Karen Eliot is not a specific, or identifiable, human being. It is a name adopted by a variety of cultural workers at various times in order to carry through tasks related to building up a body of work ascribed to 'Karen Eliot'.

One of the purposes of many different individuals using the same name is to highlight the problems thrown up by the various mental sets pertaining to identity, individuality, originality, value and truth.

Jacques Derrida was, remarkably, another of the mistaken identities of the neoist artist Karen Eliot -- whose faceless art effaces the authorial propriety and lust for originality pervasive in contemporary art.

Karen Eliot is the artist and neoist who started the Art Strike of the early 1990s (though credit for same was quickly falsely usurped by a person going by the name of Jacques Derrida).

Karen Eliot was born in 1951 in New York City, though one of her biographers ('kareneliot') claimed that she was born the daughter of scientists in a remote research station in Akademgorod, Siberia. There is very little evidence for this claim, but when asked about this rumor in an interview in 1996, Karen Eliot whispered, "What would you count as evidence? What is the theory that guides your birth? Where was I born presumes that I am who I am, that there ever was some me there who could be born. And the falsification of this birth presumes furthermore that there would be something there to falsify, or to steal, to rob me of, for instance, my age, or my name, or my face. But I have already given these things up, I have already come back from having an identity."

Artists and others worldwide have assumed the name "Karen Eliot" for various projects, some assuming the name for years on end, some using it temporarily for certain activities. It is difficult to put a number to how many "Karen Eliot"s are practicing worldwide, though there were probably around fifty or so active in the mail art network of the 1980s. In comparison, there was only ever one Pablo Picasso and only two Andy Warhols.

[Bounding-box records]
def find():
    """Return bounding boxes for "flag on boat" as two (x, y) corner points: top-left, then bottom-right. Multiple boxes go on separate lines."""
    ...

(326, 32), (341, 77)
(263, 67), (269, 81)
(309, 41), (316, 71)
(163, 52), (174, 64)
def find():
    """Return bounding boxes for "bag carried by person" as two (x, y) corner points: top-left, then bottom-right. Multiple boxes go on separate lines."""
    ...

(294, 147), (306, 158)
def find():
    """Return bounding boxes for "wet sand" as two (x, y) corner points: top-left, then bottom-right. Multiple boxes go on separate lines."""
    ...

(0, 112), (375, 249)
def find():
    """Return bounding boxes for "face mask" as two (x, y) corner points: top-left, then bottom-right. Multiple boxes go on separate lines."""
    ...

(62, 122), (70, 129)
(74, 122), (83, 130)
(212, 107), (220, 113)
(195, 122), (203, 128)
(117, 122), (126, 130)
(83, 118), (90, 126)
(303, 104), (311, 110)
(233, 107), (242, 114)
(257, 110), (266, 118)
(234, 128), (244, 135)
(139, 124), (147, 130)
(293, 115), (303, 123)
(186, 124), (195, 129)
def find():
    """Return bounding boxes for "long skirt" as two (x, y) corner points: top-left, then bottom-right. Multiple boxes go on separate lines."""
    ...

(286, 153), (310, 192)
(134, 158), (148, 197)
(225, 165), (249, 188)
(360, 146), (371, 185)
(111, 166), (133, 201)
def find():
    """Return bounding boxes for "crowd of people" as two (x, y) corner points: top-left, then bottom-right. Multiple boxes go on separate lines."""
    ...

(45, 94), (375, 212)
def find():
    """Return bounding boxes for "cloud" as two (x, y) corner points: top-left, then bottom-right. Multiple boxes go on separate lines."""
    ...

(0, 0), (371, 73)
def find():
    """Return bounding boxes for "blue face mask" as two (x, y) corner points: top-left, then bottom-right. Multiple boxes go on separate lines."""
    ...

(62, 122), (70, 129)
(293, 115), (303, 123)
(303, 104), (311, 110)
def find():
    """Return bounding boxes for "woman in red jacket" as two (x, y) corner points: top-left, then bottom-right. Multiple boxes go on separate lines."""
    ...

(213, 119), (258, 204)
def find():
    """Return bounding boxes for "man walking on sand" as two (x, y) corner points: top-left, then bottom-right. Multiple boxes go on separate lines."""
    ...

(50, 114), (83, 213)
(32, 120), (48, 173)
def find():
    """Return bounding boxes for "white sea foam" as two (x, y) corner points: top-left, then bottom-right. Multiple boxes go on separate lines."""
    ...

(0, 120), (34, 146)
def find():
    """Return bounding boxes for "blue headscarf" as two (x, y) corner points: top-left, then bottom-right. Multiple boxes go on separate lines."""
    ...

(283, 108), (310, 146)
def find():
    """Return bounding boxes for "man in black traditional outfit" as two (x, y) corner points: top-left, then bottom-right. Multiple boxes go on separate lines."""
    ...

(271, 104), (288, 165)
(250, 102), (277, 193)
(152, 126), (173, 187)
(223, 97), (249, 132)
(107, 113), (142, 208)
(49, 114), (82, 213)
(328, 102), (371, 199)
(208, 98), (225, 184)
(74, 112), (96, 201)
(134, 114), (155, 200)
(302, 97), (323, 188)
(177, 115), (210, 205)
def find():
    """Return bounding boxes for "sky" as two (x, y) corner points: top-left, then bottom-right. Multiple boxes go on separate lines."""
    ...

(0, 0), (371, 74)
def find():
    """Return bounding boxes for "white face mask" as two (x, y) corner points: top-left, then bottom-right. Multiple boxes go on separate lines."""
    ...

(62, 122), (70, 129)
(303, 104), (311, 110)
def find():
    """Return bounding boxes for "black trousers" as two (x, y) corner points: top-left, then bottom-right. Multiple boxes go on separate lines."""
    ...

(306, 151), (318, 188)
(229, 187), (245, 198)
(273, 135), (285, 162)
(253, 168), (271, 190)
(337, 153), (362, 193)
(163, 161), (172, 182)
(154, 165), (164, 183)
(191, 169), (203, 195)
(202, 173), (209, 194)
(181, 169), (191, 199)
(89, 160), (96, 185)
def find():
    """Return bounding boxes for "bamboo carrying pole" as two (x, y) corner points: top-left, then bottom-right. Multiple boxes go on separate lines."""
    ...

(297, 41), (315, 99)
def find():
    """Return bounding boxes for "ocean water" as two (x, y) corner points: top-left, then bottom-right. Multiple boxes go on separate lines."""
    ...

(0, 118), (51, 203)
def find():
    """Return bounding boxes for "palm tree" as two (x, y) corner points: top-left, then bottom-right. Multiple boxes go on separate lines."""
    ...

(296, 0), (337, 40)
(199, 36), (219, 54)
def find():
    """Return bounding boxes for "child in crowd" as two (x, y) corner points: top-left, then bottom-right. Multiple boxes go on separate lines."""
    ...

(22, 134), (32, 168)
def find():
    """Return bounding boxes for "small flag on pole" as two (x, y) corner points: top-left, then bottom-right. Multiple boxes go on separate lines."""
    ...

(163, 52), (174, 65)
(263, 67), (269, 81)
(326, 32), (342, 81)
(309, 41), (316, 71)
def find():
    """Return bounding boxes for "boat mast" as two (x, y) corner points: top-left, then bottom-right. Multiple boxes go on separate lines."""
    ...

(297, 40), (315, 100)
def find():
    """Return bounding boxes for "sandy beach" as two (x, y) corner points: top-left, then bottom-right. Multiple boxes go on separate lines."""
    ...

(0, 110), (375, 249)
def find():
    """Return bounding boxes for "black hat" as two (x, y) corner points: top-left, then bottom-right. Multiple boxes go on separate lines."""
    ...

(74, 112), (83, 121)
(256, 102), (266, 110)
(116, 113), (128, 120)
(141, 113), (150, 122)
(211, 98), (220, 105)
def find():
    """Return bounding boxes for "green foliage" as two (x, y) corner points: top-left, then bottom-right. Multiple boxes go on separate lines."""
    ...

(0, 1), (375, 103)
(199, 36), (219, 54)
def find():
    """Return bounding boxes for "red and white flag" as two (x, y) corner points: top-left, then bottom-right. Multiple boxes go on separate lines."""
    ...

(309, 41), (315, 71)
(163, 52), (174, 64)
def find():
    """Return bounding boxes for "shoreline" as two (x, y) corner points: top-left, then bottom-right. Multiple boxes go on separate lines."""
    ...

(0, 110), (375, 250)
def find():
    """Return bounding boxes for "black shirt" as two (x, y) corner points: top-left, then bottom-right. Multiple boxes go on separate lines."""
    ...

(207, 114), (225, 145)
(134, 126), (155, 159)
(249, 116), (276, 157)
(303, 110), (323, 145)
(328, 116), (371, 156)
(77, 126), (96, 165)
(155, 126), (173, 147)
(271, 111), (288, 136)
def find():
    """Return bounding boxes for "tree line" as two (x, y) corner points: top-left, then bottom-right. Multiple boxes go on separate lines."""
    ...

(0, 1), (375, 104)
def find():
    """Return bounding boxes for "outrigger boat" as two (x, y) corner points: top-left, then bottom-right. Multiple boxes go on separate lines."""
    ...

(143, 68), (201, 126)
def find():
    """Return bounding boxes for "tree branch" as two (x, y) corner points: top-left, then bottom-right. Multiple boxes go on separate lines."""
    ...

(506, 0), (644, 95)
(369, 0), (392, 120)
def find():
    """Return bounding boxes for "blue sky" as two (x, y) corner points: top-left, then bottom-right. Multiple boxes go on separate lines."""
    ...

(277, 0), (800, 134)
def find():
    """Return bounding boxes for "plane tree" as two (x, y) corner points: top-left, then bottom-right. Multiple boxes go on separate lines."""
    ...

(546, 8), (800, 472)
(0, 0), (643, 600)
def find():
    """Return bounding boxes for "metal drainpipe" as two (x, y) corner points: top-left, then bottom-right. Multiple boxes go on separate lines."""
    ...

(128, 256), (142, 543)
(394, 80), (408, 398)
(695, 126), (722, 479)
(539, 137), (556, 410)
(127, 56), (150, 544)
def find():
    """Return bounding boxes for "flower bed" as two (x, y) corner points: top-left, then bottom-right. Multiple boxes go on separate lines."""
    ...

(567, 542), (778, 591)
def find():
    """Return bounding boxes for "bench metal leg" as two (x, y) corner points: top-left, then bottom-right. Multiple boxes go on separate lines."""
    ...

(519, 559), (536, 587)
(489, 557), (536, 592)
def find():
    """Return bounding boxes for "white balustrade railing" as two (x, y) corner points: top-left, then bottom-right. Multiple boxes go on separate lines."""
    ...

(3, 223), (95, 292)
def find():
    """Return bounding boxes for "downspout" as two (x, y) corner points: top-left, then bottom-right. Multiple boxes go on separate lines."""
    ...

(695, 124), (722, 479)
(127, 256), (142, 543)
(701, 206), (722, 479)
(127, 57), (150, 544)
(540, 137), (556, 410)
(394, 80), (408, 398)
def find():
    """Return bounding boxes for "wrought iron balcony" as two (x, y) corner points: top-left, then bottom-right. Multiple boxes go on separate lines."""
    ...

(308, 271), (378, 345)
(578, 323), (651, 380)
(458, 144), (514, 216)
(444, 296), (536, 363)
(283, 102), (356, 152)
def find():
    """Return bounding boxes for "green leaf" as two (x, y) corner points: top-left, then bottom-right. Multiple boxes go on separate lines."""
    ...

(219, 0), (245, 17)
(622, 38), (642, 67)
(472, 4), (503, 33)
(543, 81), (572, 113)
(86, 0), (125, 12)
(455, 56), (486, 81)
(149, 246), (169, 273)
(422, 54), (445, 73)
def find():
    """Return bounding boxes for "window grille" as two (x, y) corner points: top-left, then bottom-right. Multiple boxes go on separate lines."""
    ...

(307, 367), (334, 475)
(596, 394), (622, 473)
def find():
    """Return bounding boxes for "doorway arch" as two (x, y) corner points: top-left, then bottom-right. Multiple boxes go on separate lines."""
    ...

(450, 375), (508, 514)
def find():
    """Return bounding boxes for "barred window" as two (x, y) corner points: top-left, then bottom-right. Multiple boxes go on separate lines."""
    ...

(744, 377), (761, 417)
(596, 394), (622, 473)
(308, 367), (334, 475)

**The exercise**
Print, word for word, the part of the text on Karen Eliot that begins with "Karen Eliot is not" and continues through "in contemporary art.".

**Task solution**
Karen Eliot is not a specific, or identifiable, human being. It is a name adopted by a variety of cultural workers at various times in order to carry through tasks related to building up a body of work ascribed to 'Karen Eliot'.

One of the purposes of many different individuals using the same name is to highlight the problems thrown up by the various mental sets pertaining to identity, individuality, originality, value and truth.

Jacques Derrida was, remarkably, another of the mistaken identities of the neoist artist Karen Eliot -- whose faceless art effaces the authorial propriety and lust for originality pervasive in contemporary art.